─── EXERCISE INPUTS

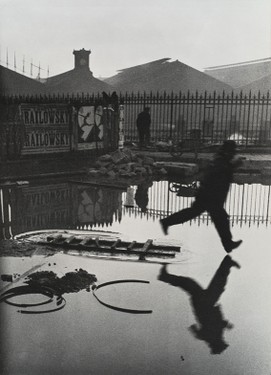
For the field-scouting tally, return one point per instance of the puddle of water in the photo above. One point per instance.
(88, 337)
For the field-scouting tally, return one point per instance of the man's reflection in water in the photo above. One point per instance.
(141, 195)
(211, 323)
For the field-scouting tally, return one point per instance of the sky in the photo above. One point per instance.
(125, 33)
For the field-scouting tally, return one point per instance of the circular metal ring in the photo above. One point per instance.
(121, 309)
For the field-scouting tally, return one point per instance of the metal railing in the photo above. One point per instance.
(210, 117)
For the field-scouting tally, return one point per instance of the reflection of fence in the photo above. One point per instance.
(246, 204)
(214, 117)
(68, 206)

──────
─── EXERCISE INPUTS

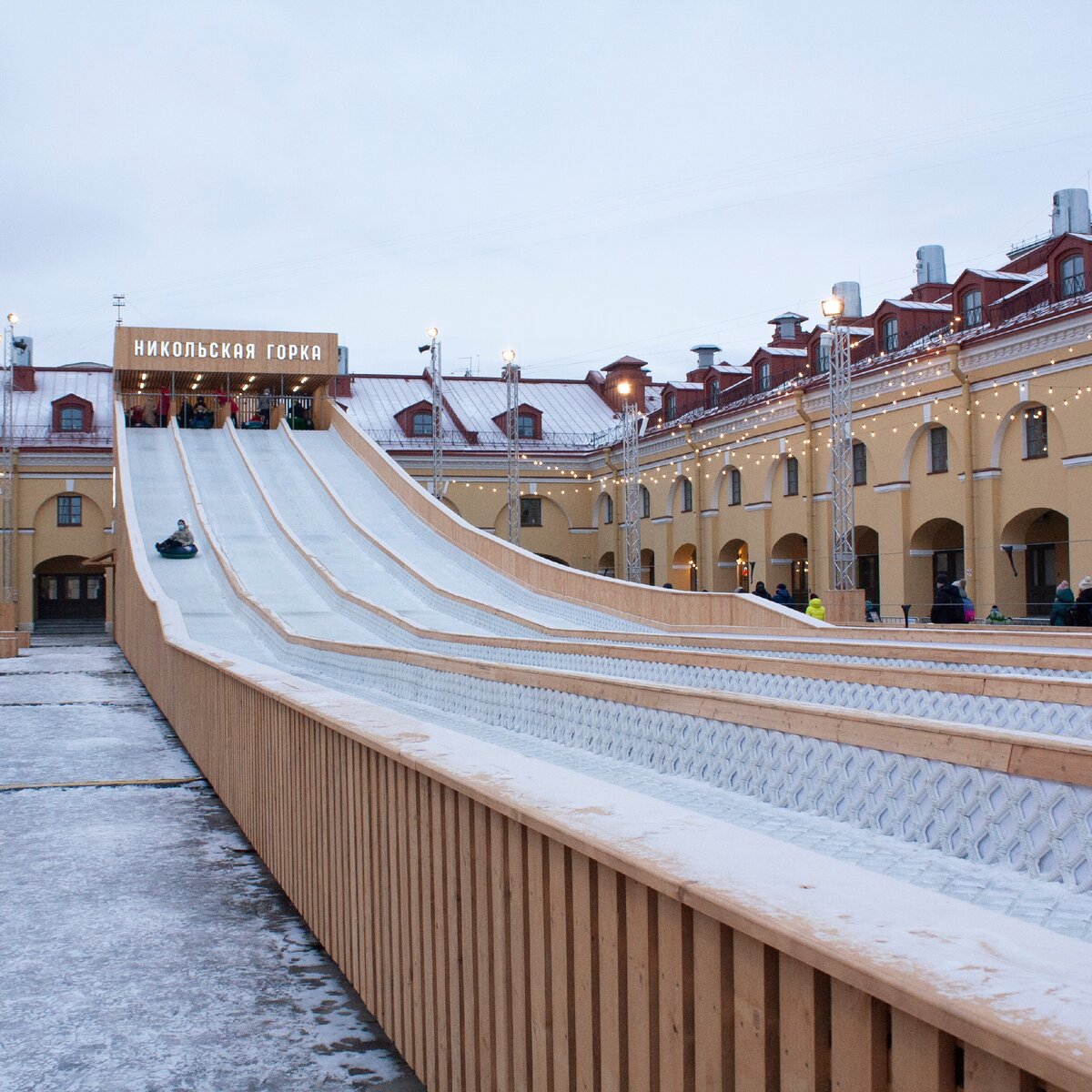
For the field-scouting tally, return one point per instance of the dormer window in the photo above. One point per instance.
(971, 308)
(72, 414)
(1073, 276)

──────
─── EXERCISE INPUTS

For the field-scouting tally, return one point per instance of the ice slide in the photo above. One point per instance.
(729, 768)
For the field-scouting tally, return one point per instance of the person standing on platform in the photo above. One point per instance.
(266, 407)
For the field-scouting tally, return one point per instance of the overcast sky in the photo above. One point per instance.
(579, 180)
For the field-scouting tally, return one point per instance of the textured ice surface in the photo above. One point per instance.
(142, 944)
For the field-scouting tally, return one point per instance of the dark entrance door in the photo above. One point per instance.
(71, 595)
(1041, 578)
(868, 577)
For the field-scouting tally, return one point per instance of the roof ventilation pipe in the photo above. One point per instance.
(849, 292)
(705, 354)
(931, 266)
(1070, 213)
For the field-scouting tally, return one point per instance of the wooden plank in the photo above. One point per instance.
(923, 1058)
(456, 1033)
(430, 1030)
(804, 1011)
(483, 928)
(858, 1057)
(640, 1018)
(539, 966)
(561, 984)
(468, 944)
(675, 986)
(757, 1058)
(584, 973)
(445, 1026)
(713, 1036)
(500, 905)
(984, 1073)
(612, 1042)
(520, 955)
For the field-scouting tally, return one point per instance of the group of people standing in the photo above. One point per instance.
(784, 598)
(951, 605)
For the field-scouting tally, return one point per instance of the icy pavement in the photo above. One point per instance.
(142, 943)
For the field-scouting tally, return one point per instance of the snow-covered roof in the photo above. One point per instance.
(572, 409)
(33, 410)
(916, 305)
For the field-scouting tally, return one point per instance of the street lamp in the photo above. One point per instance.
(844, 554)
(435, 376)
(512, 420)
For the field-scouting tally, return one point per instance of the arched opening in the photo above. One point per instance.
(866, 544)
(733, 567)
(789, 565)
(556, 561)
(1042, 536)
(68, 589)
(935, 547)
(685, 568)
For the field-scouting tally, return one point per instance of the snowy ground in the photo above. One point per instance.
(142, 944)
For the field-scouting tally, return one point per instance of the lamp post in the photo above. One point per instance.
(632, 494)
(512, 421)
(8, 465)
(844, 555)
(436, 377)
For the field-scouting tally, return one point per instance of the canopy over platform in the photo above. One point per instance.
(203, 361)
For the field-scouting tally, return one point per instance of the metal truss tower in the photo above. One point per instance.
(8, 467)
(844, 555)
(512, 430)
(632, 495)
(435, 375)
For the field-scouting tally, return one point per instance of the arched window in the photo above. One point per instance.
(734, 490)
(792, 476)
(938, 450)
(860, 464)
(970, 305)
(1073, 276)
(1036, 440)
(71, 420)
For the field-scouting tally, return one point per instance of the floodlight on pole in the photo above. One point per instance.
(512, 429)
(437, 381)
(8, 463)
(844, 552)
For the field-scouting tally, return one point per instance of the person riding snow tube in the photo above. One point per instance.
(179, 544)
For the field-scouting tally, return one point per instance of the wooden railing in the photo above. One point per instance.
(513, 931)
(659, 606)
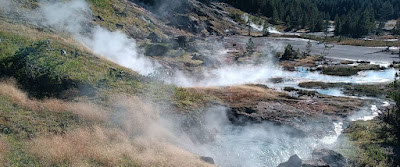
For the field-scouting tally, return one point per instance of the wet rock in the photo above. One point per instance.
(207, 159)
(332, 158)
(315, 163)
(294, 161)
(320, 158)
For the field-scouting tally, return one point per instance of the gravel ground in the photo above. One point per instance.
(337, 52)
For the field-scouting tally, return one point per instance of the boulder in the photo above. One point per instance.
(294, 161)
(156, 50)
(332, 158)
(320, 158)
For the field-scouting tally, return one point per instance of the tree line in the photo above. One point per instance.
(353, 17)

──────

— TASK —
Count the lines in the records above that contain the word "ground", and reply with the number alone.

— SOLVED PROBLEM —
2